[[ Supplied passage open ]]

The United States immediately recognized the junta as illegitimate after the blatantly unconstitutional vote to remove Yanukovych from power, which itself was based on a known false flag operation:
- "So the chief of the government's security forces, the head of the opposition's security forces, and the snipers themselves all admit the snipers were killing both protesters and police."
And if that wasn't enough, the Vice President's son woke up one morning and just happened to find himself a top executive at a Ukraine energy company.
- "Isn't that a bit fishy? Why do you say that?
Because he's the vice-president's son! That's a coincidence. "This is totally based on merit," said Burisma's chairman, Alan Apter.
He doesn't sound very Ukrainian. He's American, as is the other new board member, Devon Archer.
Who? Devon Archer, who works with Hunter Biden at Rosemont Seneca partners, which is half owned by Rosemont Capital, a private equity firm founded by Archer and Christopher Heinz.
Who? Christopher Heinz...John Kerry's stepson."
The IMF also picked up their entire book of rules and threw it in a paper shredder to give the illegitimate government a legitimate loan:
- The IMF broke four of its rules by lending to Ukraine:
(1) Not to lend to a country that has no visible means to pay back the loan (the "No More Argentinas" rule, adopted after the IMF's disastrous 2001 loan to that country).

[[ Supplied passage closed ]]
[[ Supplied information open ]]

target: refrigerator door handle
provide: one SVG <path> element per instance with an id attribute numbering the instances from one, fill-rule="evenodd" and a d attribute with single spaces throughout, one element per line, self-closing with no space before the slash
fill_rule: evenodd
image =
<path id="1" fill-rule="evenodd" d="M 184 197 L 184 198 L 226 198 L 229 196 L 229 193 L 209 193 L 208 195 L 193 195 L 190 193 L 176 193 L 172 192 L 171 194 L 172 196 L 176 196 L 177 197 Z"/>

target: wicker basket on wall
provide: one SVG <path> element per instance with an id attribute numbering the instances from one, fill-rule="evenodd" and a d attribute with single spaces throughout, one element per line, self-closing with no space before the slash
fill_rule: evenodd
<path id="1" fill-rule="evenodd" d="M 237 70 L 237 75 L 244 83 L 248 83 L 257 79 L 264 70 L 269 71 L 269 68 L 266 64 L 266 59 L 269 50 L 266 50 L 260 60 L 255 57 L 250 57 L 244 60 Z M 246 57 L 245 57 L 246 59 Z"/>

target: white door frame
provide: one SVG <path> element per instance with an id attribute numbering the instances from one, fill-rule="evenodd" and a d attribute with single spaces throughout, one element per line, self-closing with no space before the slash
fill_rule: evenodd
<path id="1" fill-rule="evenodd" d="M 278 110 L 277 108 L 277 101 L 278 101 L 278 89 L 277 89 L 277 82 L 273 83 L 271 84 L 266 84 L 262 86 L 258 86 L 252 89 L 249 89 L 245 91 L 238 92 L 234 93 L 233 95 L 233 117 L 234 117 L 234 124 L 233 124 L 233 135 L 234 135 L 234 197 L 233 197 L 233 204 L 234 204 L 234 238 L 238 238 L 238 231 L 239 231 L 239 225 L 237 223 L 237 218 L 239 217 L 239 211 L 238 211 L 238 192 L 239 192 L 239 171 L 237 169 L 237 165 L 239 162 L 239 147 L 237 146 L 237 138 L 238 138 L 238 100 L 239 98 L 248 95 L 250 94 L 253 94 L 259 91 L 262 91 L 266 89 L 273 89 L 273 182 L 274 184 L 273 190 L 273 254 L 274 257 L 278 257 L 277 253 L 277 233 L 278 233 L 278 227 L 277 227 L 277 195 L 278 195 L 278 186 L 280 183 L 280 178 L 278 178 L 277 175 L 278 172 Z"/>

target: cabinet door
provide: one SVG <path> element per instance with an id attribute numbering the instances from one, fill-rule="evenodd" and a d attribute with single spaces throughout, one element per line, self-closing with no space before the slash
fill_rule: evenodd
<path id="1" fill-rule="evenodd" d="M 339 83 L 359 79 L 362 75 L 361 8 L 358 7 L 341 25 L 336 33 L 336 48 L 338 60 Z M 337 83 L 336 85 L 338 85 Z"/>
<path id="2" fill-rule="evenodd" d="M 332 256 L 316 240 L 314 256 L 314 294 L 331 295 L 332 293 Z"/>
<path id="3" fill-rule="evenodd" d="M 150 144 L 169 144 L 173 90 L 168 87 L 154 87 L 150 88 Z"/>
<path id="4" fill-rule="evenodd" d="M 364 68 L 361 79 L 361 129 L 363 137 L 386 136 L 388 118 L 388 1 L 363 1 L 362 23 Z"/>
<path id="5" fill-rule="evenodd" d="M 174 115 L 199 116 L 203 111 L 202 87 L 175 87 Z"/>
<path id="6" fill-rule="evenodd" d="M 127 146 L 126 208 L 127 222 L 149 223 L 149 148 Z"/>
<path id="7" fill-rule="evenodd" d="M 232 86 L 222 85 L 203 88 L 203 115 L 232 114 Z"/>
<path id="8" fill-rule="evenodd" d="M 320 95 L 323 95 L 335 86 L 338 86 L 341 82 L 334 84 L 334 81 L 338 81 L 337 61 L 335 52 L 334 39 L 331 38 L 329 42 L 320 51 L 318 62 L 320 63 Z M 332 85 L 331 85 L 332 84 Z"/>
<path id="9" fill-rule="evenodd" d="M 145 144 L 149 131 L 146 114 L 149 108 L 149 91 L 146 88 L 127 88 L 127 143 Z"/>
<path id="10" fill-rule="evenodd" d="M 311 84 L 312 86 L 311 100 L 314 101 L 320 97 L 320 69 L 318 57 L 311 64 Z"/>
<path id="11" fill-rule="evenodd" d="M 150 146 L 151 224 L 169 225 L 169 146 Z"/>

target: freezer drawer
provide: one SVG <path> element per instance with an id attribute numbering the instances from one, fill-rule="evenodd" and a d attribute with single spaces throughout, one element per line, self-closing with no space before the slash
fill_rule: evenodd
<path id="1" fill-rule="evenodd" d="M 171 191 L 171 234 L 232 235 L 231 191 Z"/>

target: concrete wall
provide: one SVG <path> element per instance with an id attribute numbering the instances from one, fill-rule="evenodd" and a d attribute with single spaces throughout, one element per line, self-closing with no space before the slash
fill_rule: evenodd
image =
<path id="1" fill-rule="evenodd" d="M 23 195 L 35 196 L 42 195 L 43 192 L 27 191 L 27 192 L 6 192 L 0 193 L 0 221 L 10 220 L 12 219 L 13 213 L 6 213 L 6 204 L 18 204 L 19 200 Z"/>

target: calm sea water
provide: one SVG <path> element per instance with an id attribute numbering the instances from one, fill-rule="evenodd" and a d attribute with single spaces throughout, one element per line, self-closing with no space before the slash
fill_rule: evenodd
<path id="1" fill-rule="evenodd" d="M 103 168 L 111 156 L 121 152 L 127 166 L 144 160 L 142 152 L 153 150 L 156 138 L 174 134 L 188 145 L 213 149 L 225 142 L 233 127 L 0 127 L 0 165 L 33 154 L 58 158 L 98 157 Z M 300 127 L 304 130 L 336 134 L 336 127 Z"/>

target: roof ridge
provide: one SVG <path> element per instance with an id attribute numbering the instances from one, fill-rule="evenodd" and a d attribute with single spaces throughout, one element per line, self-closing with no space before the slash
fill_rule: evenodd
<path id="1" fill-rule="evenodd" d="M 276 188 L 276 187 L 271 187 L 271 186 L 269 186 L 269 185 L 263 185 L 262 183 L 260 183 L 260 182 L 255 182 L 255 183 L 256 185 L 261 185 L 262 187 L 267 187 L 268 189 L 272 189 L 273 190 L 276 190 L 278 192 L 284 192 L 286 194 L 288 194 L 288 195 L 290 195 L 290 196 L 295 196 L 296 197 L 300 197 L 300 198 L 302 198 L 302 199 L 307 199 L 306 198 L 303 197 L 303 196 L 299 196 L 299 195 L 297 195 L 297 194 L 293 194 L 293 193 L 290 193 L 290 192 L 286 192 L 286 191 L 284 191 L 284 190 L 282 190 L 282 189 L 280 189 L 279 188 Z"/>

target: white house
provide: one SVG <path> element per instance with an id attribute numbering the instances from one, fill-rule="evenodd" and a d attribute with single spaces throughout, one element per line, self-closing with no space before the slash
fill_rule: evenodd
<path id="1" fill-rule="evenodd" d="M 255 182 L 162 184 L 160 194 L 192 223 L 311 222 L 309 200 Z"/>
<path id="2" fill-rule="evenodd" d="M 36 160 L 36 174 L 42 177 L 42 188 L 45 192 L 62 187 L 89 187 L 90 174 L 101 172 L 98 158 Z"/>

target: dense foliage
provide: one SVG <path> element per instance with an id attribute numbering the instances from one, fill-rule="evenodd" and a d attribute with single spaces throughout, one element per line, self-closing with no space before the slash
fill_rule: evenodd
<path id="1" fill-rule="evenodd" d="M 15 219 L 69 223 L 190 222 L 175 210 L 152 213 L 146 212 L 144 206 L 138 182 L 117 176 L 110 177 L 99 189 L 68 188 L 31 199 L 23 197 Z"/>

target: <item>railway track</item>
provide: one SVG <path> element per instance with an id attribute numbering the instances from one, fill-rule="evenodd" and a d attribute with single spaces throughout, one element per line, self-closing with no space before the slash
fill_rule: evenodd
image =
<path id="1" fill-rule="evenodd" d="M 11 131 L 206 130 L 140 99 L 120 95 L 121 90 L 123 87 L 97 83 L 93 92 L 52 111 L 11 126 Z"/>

[[ Supplied information closed ]]

◆ **Questions to answer**:
1. In the Ukraine passage, why is the IMF rule against lending to a country with no visible means to pay back the loan called the "No More Argentinas" rule?
2. Rewrite the Ukraine passage from "And if that" up to and including "chairman, Alan Apter.", putting "gas firm" wherever "energy company" appears.

◆ **Per-task outputs**:
1. The rule was adopted after the IMF's disastrous 2001 loan to Argentina.

2.
And if that wasn't enough, the Vice President's son woke up one morning and just happened to find himself a top executive at a Ukraine gas firm.
- "Isn't that a bit fishy? Why do you say that?
Because he's the vice-president's son! That's a coincidence. "This is totally based on merit," said Burisma's chairman, Alan Apter.